• [Entries shown]

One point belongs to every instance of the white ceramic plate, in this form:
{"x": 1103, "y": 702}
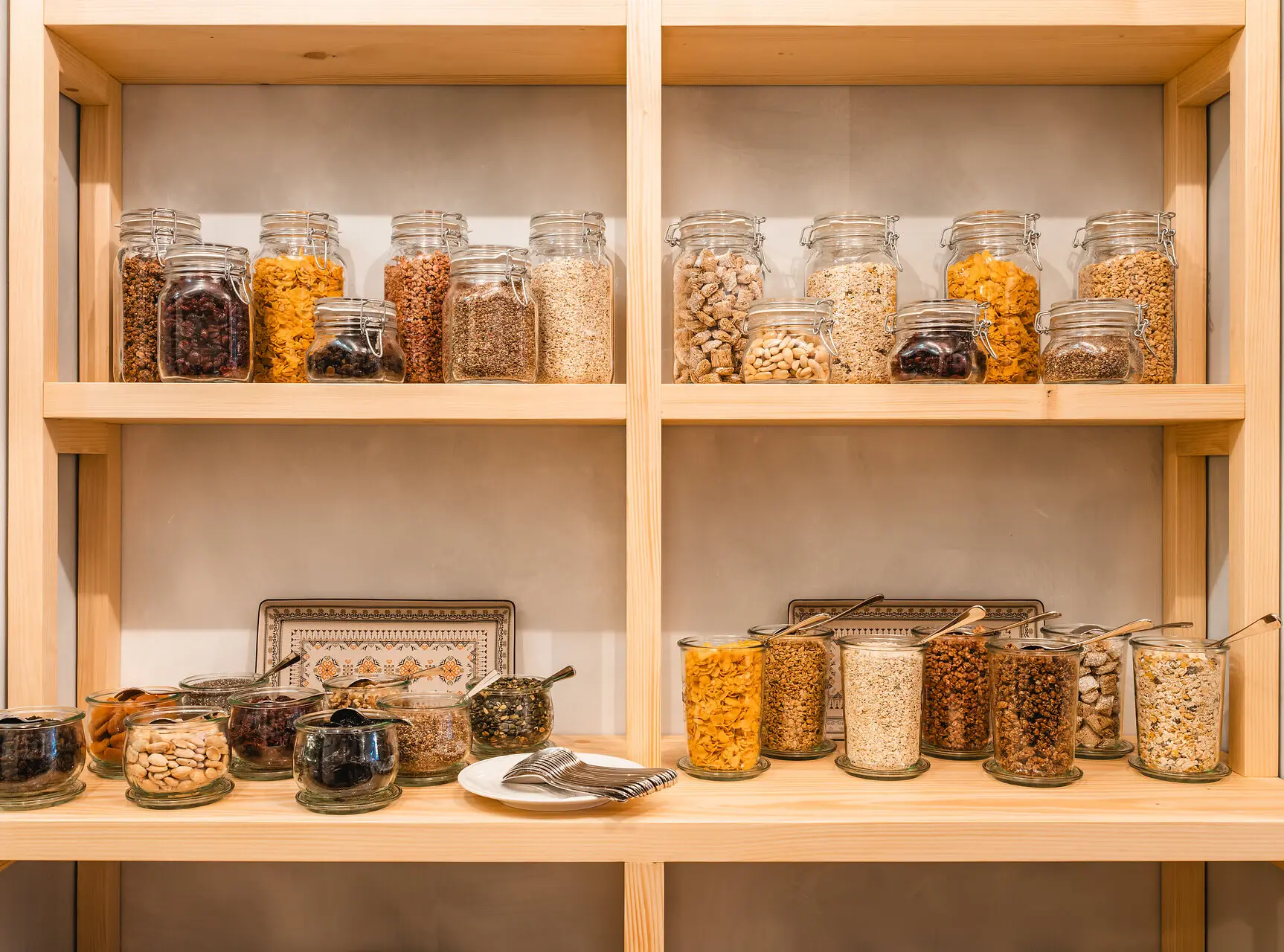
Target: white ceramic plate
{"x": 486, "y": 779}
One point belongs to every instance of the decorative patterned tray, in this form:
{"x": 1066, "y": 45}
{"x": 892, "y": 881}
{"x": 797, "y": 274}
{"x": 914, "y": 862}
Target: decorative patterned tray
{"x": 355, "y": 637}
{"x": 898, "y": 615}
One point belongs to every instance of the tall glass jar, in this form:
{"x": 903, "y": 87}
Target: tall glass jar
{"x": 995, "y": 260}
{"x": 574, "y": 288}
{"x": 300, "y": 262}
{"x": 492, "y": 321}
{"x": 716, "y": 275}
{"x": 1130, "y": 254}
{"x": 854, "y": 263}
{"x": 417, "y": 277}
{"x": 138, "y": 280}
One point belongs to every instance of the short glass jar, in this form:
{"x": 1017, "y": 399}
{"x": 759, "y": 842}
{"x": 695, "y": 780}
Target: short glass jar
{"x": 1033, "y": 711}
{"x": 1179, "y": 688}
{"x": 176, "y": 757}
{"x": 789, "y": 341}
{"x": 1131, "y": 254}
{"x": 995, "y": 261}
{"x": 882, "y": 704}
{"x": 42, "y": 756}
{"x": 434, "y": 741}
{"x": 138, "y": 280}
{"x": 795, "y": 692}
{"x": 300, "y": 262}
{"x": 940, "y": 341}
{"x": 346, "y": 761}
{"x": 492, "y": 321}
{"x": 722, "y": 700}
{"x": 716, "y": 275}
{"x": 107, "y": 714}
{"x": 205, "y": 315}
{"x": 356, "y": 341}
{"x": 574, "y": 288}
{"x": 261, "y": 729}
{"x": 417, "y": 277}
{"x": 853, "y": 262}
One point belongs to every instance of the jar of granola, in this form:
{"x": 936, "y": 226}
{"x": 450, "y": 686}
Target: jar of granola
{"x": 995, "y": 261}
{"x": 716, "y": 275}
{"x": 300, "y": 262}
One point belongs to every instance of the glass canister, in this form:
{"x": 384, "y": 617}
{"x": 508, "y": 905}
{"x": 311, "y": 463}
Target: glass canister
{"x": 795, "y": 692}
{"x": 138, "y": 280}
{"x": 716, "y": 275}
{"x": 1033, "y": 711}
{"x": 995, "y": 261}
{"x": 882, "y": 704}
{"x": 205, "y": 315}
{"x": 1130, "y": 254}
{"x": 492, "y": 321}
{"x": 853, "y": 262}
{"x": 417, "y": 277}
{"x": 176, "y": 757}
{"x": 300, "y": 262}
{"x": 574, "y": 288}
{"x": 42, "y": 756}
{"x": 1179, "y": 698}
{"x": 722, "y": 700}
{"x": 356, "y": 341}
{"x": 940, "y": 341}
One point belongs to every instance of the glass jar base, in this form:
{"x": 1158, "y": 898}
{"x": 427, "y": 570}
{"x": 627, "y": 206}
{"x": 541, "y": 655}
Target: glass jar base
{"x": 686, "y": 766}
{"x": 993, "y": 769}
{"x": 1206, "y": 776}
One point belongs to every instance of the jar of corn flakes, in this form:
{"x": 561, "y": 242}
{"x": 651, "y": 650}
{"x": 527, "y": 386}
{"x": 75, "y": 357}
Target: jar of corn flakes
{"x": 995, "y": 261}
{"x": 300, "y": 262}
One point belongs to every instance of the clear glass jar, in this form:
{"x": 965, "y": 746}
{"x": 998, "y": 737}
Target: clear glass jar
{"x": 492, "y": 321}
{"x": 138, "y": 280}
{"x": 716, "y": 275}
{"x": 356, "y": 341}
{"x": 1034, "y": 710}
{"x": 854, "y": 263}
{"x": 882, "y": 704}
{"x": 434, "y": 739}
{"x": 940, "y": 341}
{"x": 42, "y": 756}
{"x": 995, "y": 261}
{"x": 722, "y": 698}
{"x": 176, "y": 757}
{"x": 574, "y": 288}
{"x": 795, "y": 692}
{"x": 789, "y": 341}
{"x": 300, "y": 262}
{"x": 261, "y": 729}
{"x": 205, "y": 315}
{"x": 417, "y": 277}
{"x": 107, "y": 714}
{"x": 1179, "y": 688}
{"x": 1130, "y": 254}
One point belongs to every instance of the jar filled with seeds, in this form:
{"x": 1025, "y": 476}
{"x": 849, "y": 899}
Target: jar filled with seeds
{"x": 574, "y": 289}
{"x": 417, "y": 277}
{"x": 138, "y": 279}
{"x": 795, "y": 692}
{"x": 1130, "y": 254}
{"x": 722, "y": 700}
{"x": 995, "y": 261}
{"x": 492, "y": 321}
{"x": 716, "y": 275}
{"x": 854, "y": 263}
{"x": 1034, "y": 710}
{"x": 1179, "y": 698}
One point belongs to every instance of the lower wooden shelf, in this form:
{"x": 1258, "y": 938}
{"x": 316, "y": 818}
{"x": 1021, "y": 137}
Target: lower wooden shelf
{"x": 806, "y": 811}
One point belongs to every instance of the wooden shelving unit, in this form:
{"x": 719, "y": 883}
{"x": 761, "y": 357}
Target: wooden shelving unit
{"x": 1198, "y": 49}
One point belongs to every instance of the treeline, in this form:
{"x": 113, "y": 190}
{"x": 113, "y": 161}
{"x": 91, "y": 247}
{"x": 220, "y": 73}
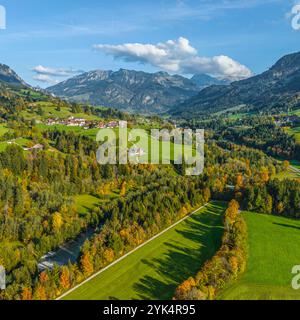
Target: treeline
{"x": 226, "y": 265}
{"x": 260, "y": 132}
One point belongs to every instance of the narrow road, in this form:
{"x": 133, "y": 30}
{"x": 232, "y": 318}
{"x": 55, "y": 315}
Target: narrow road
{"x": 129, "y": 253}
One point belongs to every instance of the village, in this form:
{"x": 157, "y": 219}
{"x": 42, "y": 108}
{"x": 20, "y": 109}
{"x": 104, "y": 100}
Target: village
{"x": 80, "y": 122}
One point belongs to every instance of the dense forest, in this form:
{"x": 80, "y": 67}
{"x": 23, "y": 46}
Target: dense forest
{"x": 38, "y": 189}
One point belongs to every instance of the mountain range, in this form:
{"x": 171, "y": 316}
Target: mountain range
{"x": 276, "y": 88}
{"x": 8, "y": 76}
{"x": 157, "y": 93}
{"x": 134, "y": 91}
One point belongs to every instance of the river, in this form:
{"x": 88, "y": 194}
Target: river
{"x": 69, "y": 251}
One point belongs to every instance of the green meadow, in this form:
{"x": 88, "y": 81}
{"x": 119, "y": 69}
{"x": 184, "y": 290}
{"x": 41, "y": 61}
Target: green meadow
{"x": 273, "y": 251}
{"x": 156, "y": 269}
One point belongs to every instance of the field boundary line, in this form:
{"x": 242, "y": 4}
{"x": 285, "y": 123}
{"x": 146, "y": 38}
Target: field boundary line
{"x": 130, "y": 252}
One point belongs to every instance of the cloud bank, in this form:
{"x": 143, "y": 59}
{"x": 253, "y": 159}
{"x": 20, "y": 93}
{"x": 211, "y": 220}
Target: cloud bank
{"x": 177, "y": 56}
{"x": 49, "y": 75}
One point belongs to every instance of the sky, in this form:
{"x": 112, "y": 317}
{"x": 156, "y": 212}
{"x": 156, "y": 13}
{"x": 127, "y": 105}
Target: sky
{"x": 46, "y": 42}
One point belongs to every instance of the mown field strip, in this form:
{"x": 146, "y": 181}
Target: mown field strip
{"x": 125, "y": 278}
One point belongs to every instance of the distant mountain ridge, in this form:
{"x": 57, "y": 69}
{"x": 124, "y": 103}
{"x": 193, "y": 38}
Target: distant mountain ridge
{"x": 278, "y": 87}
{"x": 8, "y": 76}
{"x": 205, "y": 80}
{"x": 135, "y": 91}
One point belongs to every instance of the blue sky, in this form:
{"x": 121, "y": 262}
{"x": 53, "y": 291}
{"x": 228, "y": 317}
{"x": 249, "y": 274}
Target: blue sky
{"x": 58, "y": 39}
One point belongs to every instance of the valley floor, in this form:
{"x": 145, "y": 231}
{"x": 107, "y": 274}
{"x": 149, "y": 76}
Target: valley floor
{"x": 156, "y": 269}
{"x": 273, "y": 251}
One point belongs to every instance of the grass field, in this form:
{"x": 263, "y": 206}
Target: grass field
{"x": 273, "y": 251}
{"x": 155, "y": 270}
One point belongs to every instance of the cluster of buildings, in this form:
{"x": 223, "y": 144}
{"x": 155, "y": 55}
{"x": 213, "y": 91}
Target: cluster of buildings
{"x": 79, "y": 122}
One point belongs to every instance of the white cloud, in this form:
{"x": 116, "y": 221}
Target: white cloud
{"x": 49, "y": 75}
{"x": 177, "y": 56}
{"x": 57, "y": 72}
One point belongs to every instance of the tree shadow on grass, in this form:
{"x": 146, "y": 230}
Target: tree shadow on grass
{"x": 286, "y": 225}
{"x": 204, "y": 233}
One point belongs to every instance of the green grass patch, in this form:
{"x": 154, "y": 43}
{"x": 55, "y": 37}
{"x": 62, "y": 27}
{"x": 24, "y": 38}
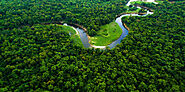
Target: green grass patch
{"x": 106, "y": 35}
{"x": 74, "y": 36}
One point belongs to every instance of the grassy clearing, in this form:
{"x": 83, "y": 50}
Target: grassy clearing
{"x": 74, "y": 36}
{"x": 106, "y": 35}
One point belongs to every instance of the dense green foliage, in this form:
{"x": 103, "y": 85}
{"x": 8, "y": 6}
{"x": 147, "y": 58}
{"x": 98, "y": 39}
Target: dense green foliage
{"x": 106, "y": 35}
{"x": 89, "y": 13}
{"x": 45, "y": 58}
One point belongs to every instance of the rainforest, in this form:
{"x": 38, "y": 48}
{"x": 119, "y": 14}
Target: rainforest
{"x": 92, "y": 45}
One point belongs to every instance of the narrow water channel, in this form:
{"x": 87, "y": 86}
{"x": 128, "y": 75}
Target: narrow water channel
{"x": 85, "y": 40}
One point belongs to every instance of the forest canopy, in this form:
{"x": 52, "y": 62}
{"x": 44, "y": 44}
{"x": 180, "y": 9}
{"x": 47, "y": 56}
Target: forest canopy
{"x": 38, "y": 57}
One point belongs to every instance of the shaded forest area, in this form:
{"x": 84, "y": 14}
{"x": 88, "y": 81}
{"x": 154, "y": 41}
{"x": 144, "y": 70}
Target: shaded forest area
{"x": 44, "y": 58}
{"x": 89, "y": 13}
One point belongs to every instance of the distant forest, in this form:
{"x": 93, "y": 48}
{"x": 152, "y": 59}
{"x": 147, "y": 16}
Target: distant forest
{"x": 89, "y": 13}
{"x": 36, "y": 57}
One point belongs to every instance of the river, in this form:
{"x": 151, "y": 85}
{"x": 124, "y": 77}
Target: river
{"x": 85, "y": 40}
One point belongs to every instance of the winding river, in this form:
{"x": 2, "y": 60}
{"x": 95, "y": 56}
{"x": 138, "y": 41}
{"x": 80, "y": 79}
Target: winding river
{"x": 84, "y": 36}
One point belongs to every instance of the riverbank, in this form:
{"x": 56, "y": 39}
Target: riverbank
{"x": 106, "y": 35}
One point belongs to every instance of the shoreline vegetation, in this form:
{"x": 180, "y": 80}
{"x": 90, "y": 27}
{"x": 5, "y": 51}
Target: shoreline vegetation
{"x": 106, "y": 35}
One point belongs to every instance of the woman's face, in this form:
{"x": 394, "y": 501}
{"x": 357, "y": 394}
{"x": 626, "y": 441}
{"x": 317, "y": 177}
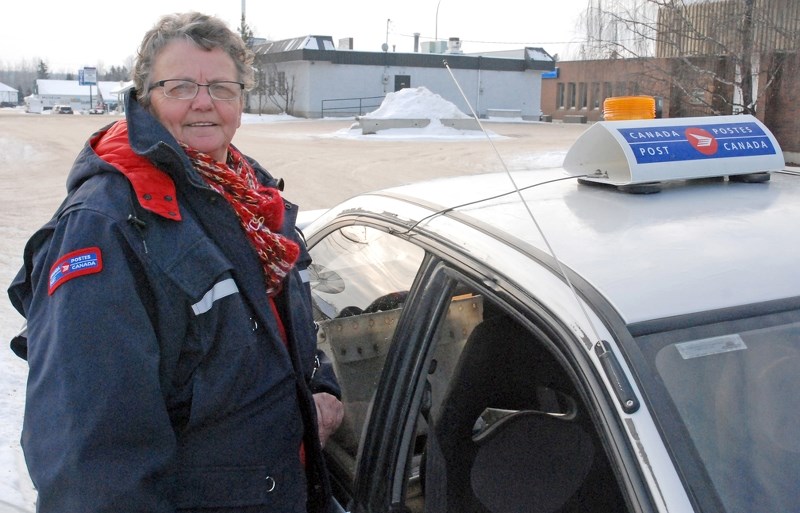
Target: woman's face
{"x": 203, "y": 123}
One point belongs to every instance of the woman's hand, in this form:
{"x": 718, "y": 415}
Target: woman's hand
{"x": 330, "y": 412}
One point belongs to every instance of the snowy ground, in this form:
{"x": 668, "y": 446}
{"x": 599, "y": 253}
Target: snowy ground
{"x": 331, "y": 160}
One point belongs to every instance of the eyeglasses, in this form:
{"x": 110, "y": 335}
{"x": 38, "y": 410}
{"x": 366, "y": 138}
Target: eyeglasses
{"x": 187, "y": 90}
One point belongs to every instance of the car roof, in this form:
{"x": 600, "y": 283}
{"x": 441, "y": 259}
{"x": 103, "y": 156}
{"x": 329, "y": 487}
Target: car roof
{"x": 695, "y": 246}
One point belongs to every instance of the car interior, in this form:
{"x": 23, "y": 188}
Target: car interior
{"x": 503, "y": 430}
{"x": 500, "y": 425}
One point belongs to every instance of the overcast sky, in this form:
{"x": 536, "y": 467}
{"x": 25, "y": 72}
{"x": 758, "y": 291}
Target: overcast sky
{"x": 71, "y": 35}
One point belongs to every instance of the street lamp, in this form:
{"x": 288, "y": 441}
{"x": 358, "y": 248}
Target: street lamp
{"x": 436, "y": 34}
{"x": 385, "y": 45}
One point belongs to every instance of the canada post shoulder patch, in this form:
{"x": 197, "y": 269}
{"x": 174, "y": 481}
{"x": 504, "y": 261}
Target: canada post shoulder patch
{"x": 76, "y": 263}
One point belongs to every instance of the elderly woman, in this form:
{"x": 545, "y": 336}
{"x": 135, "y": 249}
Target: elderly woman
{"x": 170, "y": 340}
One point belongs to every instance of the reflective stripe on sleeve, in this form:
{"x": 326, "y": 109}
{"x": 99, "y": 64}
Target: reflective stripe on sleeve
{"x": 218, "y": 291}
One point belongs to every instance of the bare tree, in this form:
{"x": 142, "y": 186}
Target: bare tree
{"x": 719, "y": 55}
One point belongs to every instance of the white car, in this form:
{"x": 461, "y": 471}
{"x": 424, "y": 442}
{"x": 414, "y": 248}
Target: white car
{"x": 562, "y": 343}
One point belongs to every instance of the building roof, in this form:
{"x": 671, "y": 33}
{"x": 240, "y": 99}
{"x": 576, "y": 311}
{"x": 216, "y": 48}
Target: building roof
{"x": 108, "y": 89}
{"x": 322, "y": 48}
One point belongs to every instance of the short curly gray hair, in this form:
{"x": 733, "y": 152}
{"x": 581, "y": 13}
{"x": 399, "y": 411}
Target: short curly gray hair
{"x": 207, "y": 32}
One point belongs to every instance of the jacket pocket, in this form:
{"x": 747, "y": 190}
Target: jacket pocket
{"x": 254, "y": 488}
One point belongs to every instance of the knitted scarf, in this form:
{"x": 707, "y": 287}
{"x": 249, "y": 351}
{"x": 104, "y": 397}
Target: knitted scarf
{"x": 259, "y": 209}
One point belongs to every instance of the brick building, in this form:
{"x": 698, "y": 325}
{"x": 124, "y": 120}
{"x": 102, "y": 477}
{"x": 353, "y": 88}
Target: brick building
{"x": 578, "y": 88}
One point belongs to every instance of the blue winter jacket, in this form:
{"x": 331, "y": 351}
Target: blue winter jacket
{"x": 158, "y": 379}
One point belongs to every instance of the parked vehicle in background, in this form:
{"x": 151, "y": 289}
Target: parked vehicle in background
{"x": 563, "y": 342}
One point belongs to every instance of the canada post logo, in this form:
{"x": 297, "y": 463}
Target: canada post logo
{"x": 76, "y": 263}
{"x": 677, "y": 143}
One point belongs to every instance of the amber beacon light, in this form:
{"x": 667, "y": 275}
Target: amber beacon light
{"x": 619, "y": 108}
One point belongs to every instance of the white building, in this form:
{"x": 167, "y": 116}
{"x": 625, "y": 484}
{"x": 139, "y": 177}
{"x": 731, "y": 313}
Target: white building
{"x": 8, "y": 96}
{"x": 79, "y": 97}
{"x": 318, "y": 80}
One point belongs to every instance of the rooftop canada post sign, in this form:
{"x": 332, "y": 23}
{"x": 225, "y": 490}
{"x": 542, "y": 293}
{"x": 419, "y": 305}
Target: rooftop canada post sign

• [Aim] Take the lines from the one containing "One point belongs to every instance of the amber" to the last line of the material above and write them out exactly.

• [Response]
One point belongs to every instance of the amber beacon light, in this form:
{"x": 667, "y": 275}
Target: amber beacon light
{"x": 619, "y": 108}
One point belongs to every instance of the white building, in this form:
{"x": 167, "y": 116}
{"x": 625, "y": 484}
{"x": 139, "y": 177}
{"x": 731, "y": 313}
Target: white building
{"x": 8, "y": 96}
{"x": 79, "y": 97}
{"x": 318, "y": 80}
One point belongs to every instance of the rooftop canada post sign, in this form:
{"x": 332, "y": 23}
{"x": 225, "y": 490}
{"x": 542, "y": 293}
{"x": 419, "y": 305}
Target: rooftop canada post sign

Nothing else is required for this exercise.